§ Short task
Collect every line of the material below that contains the word "rock". Treat uppercase and lowercase letters as different.

§ Data shown
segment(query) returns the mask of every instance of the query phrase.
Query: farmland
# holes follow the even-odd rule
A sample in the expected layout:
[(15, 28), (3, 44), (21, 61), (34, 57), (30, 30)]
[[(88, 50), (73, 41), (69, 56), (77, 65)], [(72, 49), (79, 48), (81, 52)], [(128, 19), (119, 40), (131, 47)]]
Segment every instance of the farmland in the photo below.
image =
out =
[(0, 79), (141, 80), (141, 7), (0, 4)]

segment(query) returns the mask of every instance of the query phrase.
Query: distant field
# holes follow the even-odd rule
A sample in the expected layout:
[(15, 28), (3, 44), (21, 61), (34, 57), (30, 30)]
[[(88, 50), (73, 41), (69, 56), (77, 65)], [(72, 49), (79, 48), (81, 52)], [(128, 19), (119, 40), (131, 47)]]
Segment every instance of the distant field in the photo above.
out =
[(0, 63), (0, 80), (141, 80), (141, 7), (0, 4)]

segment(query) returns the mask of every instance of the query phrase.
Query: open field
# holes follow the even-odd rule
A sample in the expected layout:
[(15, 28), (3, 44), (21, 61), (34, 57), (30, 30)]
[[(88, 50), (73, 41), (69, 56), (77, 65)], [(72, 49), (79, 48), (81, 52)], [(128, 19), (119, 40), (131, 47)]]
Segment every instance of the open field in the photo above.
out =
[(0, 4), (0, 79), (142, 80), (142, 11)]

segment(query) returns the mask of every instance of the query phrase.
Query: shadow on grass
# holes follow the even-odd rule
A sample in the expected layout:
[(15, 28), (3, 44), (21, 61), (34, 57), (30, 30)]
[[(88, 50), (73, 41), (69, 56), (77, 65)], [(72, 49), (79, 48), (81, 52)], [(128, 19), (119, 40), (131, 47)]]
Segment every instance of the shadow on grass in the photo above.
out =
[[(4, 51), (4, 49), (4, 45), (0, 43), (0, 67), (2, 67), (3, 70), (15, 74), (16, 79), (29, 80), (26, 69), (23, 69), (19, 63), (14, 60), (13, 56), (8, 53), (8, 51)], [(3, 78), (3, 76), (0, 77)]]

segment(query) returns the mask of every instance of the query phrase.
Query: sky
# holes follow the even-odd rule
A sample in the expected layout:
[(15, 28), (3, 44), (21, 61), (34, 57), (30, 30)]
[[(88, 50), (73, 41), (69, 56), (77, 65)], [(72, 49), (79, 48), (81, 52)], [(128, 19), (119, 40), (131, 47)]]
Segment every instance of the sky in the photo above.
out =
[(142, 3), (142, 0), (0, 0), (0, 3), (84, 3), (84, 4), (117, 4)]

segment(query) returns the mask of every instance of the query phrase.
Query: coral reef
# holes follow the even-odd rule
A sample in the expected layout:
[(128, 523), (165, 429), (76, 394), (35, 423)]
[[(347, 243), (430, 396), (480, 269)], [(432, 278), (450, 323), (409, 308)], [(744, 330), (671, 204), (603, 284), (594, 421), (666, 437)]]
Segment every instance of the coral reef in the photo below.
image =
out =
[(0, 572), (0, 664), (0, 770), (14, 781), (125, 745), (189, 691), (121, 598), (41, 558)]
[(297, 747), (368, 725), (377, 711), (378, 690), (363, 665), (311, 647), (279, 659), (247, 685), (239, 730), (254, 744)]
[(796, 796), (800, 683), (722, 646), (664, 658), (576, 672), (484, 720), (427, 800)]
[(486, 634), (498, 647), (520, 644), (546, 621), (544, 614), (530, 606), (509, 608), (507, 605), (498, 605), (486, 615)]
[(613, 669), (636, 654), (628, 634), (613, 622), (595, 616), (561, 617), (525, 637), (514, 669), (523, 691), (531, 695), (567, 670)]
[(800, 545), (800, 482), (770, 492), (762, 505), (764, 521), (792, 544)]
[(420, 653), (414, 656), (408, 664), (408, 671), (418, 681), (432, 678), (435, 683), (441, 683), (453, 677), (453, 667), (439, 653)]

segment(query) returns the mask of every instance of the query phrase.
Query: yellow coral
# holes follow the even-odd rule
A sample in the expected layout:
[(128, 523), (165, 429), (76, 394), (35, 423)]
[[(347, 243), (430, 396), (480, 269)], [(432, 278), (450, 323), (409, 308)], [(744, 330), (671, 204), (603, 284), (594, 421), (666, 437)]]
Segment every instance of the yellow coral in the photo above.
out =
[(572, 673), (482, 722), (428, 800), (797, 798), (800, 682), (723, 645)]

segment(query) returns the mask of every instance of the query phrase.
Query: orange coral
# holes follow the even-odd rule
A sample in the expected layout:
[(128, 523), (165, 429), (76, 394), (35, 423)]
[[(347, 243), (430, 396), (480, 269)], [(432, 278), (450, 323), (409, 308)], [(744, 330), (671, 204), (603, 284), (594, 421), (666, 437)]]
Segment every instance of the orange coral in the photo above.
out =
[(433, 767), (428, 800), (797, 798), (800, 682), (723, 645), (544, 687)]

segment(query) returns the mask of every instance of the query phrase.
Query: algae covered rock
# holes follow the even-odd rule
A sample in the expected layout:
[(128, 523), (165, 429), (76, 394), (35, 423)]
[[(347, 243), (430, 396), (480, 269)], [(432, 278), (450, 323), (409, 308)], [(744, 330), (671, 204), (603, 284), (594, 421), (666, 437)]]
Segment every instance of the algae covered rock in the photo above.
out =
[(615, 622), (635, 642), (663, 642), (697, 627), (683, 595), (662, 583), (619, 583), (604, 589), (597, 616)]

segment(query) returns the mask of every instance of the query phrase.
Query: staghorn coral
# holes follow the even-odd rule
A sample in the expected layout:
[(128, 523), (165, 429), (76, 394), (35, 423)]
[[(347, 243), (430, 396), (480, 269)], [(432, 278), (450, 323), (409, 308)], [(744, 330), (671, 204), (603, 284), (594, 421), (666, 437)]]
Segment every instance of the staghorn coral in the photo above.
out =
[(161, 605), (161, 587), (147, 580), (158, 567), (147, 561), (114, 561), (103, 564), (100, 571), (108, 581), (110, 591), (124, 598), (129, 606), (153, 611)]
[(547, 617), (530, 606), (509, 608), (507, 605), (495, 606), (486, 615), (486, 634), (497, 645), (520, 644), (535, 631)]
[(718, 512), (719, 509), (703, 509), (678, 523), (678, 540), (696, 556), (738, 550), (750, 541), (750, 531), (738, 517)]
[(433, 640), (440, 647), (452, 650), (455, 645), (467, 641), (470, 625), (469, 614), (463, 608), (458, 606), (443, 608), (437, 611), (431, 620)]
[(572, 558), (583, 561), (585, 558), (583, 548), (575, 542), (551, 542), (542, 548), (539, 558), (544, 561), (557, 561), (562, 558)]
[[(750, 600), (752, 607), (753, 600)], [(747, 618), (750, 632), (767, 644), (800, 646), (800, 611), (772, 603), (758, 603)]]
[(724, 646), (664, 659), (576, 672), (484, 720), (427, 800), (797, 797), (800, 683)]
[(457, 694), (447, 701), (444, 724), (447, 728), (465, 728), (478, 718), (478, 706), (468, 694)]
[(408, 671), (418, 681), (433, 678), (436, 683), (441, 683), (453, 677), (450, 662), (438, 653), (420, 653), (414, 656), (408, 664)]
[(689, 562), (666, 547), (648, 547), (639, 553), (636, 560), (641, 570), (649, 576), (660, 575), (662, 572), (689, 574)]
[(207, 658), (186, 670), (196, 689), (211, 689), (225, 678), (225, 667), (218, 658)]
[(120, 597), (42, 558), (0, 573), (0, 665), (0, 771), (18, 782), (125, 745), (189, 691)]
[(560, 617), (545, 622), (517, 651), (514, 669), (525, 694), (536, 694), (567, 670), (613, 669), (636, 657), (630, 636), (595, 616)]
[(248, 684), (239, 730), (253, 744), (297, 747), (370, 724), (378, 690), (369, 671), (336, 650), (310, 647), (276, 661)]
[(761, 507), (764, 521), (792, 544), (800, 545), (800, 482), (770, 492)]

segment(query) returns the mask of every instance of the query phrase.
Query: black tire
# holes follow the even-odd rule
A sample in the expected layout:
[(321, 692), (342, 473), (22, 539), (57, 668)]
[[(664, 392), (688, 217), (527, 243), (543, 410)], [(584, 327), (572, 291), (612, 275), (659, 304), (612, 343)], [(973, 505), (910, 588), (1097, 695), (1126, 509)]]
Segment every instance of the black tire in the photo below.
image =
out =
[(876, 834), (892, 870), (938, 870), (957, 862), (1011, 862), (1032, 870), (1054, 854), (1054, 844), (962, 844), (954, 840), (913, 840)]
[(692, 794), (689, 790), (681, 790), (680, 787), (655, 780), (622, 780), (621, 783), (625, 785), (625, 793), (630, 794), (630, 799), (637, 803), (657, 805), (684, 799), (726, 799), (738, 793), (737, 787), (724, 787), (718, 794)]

§ Expected answer
Query: algae covered rock
Segment every instance of the algae covered rock in the photo above.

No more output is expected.